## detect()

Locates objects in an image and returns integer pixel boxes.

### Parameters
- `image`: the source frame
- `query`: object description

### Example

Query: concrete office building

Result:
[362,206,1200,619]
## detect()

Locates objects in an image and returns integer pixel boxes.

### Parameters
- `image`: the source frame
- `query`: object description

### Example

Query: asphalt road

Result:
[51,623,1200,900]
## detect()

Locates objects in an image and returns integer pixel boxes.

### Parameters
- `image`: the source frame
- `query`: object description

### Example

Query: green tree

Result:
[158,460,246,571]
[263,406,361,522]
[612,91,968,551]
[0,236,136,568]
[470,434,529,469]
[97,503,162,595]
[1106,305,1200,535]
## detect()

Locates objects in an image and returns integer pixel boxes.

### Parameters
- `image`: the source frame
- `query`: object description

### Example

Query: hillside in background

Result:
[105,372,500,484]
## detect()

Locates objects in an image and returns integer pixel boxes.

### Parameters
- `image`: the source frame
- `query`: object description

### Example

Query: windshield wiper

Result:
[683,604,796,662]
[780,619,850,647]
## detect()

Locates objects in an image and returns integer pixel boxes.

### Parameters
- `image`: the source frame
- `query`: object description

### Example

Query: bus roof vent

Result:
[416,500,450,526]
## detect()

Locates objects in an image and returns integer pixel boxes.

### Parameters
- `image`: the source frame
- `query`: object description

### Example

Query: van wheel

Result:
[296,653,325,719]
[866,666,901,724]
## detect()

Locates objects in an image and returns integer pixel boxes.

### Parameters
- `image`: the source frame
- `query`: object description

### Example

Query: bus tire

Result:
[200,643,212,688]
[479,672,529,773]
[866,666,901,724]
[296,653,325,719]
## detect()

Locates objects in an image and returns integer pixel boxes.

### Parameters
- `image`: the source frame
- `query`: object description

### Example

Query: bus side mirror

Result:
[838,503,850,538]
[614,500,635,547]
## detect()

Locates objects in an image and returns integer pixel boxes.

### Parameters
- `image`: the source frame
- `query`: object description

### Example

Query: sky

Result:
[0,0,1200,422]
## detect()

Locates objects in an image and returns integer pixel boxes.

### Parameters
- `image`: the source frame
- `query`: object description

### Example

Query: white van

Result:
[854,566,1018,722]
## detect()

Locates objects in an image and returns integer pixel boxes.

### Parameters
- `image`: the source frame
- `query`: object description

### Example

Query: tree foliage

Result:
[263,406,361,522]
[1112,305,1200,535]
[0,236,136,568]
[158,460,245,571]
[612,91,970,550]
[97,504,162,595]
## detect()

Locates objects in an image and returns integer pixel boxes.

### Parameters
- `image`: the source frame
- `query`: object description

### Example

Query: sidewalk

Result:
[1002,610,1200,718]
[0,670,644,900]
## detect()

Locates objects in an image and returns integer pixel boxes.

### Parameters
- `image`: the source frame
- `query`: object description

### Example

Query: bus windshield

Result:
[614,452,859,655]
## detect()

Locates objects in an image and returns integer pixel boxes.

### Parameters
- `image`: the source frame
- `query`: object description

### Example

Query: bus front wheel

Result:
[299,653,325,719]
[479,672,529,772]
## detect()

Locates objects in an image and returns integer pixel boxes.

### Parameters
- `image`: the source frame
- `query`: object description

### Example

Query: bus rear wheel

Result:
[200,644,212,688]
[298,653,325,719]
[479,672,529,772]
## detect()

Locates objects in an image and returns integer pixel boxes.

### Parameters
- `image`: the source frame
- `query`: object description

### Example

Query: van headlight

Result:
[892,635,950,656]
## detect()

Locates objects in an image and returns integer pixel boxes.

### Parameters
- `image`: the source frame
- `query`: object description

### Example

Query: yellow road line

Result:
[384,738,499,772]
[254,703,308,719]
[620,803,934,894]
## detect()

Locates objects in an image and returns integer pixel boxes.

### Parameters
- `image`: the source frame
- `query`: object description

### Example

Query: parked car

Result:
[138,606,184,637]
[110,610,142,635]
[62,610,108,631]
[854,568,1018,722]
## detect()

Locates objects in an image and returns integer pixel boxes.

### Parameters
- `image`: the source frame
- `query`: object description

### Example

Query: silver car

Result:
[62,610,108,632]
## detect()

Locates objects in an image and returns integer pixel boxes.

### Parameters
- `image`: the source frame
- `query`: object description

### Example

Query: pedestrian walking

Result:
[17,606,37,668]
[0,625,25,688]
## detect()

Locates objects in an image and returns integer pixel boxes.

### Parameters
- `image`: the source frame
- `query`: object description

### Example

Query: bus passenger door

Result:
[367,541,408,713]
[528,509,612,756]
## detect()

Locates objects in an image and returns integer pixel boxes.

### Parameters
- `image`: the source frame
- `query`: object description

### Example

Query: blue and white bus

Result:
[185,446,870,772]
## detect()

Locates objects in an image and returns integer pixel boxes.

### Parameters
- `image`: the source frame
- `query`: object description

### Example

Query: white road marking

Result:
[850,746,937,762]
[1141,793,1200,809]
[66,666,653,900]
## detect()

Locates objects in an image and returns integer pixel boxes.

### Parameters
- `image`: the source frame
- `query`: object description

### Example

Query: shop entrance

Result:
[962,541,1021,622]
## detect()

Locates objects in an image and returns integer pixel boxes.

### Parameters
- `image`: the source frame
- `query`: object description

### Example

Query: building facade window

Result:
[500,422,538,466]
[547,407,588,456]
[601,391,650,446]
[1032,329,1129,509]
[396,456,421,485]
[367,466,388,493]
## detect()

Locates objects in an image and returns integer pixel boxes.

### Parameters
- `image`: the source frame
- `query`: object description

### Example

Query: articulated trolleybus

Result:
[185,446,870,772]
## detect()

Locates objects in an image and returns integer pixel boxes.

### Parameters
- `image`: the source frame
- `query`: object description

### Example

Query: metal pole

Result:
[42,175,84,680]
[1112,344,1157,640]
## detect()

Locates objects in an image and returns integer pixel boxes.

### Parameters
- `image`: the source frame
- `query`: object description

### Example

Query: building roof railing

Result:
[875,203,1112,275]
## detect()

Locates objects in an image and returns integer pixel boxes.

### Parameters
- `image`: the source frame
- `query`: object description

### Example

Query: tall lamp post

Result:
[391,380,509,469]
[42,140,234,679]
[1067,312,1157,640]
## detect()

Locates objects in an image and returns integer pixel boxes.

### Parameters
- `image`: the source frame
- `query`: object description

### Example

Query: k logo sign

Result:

To do:
Format every line of the records above as a numbered list, omitting blank lines.

Answer to this exercise:
1. ## detect()
2. Locates objects in an image and returns integer pixel boxes.
3. ### Parameters
4. - `image`: the source frame
5. - `query`: object description
6. ### Example
7. Query: concrete office building
8. Result:
9. [362,206,1200,619]
10. ## detect()
11. Locates objects in an image and returns integer pixel boxes.
12. ### Parameters
13. - `image`: the source frame
14. - `query`: object description
15. ### Example
16. Query: asphalt road
17. Result:
18. [51,623,1200,900]
19. ## detect()
20. Locates objects in an image and returns integer pixel boxes.
21. ### Parameters
22. - `image`: the source frame
23. - `query`: object description
24. ### Example
25. Query: green tree
26. Result:
27. [158,460,246,571]
28. [263,406,361,522]
29. [612,91,968,551]
30. [0,236,136,568]
31. [470,434,529,469]
32. [97,503,162,595]
33. [1106,305,1200,535]
34. ## detect()
35. Locates objects in an image and returns integer pixel boxes.
36. ### Parameters
37. - `image`: the source frame
38. - `query`: object description
39. ### Example
40. Query: hillside in background
41. Result:
42. [105,372,500,484]
43. ## detect()
44. Locates objects in an image and returns integer pixel boxes.
45. ### Parameters
46. - `image`: the source frame
47. - `query`: object description
48. ### Example
49. Query: windshield wiper
50. Result:
51. [683,604,796,662]
52. [780,619,850,647]
53. ## detect()
54. Locates objects in an image and returns integer pixel boxes.
55. ### Parameters
56. - `image`: the source frame
57. - `query`: object description
58. ### Example
59. Query: bus roof vent
60. Result:
61. [416,500,450,526]
62. ## detect()
63. Locates objects in an image and returns integer pixel boxes.
64. ### Parameters
65. - `image`: the source frame
66. - `query`: object description
67. ### Example
68. Query: van wheel
69. Result:
70. [296,653,325,719]
71. [866,666,901,724]
72. ## detect()
73. Locates objects in an image and returns integer pixel boxes.
74. ### Parameters
75. - `image`: the source frame
76. - `query`: object description
77. ### Example
78. Query: bus tire
79. Result:
80. [200,643,212,688]
81. [479,672,529,773]
82. [866,666,901,724]
83. [296,653,325,719]
84. ## detect()
85. Locates objects in an image and returns integer pixel boxes.
86. ### Parameters
87. - `image`: the source frame
88. - `query`: object description
89. ### Example
90. Query: bus side mirror
91. Result:
92. [838,503,850,538]
93. [614,500,635,547]
94. ## detect()
95. Locates objects in an image and returns integer pixel boxes.
96. ### Parameters
97. - `image`: the source frame
98. - `query`: object description
99. ### Example
100. Query: sky
101. Result:
102. [0,0,1200,422]
103. ## detect()
104. Locates objects in an image and returns integer pixel boxes.
105. ### Parameters
106. - `image`: the source frame
107. - `query`: object description
108. ### Example
109. Query: white van
110. Result:
111. [854,566,1018,722]
112. ## detect()
113. Locates objects in an image and returns integer pixel boxes.
114. ### Parameters
115. - `image`: the source frame
116. - `query`: object description
117. ### Example
118. Query: tree foliage
119. Result:
120. [263,406,361,522]
121. [1112,305,1200,535]
122. [0,236,136,568]
123. [158,460,245,571]
124. [612,91,970,550]
125. [97,504,162,595]
126. ## detect()
127. Locates objects in an image and returns integer pixel boxes.
128. ### Parameters
129. - `image`: the source frame
130. - `query`: object description
131. ### Example
132. Query: sidewalk
133. Result:
134. [1002,610,1200,718]
135. [0,670,644,900]
136. ## detect()
137. Locates objects in an image and returns integer pixel boxes.
138. ### Parameters
139. - `image`: the source frame
140. - `query`: object description
141. ### Example
142. Query: bus windshield
143. Result:
144. [614,452,859,655]
145. ## detect()
146. Locates objects in an image and returns integer pixel boxes.
147. ### Parameters
148. - `image`: the source frame
149. - `query`: object description
150. ### Example
151. Query: bus front wheel
152. Result:
153. [299,653,325,719]
154. [479,672,529,772]
155. ## detect()
156. Locates objects in an image and returns integer pixel boxes.
157. ### Parameters
158. - `image`: the source frame
159. - `query`: object description
160. ### Example
161. Query: bus rear wheel
162. Result:
163. [200,644,212,688]
164. [298,653,325,719]
165. [479,672,529,772]
166. ## detect()
167. Locates objects in an image and returns integer pixel boxes.
168. ### Parameters
169. - `image`: the source frame
170. - `query`: object description
171. ### Example
172. Query: van headlight
173. Result:
174. [892,635,950,656]
175. ## detect()
176. Locates objects in an image and returns integer pixel boxes.
177. ### Parameters
178. - `image`: the source frame
179. - `query`: object description
180. ### Example
181. Query: yellow road line
182. Result:
183. [384,738,499,772]
184. [254,703,308,719]
185. [620,803,934,894]
186. ## detect()
187. Locates objects in an image and returns integer pixel boxes.
188. ### Parameters
189. - `image`: the source frame
190. - `query`: object description
191. ### Example
192. Query: parked car
193. Result:
194. [138,606,184,637]
195. [110,610,142,635]
196. [62,610,108,631]
197. [854,568,1018,722]
198. ## detect()
199. Locates objects in an image and returns integer pixel boxes.
200. ### Parameters
201. - `image`: the source frame
202. - `query`: object description
203. ### Example
204. Query: silver car
205. Result:
206. [62,610,108,632]
207. ## detect()
208. Locates objects in an image and returns integer pixel boxes.
209. ### Parameters
210. - `image`: the source frame
211. - `query`: object description
212. ### Example
213. Query: pedestrian walking
214. Result:
215. [17,606,37,668]
216. [0,625,25,688]
217. ## detect()
218. Locates objects in an image and returns integer pixel boxes.
219. ### Parameters
220. - `image`: the source frame
221. - `query`: object description
222. ### Example
223. Query: bus passenger door
224. Result:
225. [367,541,408,713]
226. [528,509,612,756]
227. ## detect()
228. Locates objects in an image and returns integer pixel boxes.
229. ### Parameters
230. - `image`: the source frame
231. - `query`: object description
232. ### Example
233. Query: blue and white bus
234. Result:
235. [185,446,870,772]
236. ## detect()
237. Locates objects in an image and returns integer pixel boxes.
238. ### Parameters
239. - `image`: the source frame
240. - `query`: object description
241. ### Example
242. Query: white road marking
243. Result:
244. [850,746,937,762]
245. [1141,793,1200,809]
246. [66,666,653,900]
247. ## detect()
248. Locates objects in an image and returns integer pixel boxes.
249. ### Parameters
250. - `image`: the source frame
251. - `query`: object description
252. ### Example
253. Query: shop entrance
254. Result:
255. [962,541,1021,622]
256. ## detect()
257. Locates objects in an image and returns integer pixel boxes.
258. ### Parameters
259. - `image`: the source frame
260. - `query`: object description
261. ### Example
262. Query: building facade window
263. Result:
264. [500,422,538,466]
265. [547,407,588,456]
266. [601,391,650,446]
267. [1032,329,1129,509]
268. [396,456,421,485]
269. [367,466,388,493]
270. ## detect()
271. Locates objects in an image and returns integer pixel boxes.
272. ### Parameters
273. - `image`: the source frame
274. - `query`: object description
275. ### Example
276. Query: articulated trolleybus
277. Result:
278. [185,446,870,772]
279. ## detect()
280. Locates objects in an image and returns integer pixel boxes.
281. ### Parameters
282. - `image`: the source frame
283. - `query`: object description
284. ### Example
285. Query: metal pole
286. Result:
287. [42,175,84,680]
288. [1112,344,1157,640]
289. ## detect()
290. Locates objects in an image and returns integer pixel boxes.
291. ### Parameters
292. - `image`: the source frame
293. - `query`: object description
294. ### Example
295. Query: building roof railing
296. Result:
297. [875,203,1112,275]
298. ## detect()
299. Locates objects in an image and returns integer pixel boxes.
300. ### Parameters
301. - `image`: the source frame
302. - `query`: object description
303. ### Example
304. Query: tall lamp post
305. Result:
306. [391,380,509,469]
307. [42,140,234,679]
308. [1067,312,1157,640]
309. ## detect()
310. Locates objects in an image and returns integer pixel boxes.
311. ### Parameters
312. - `image`: the source frame
313. - `query`: object description
314. ### Example
315. Query: k logo sign
316. Result:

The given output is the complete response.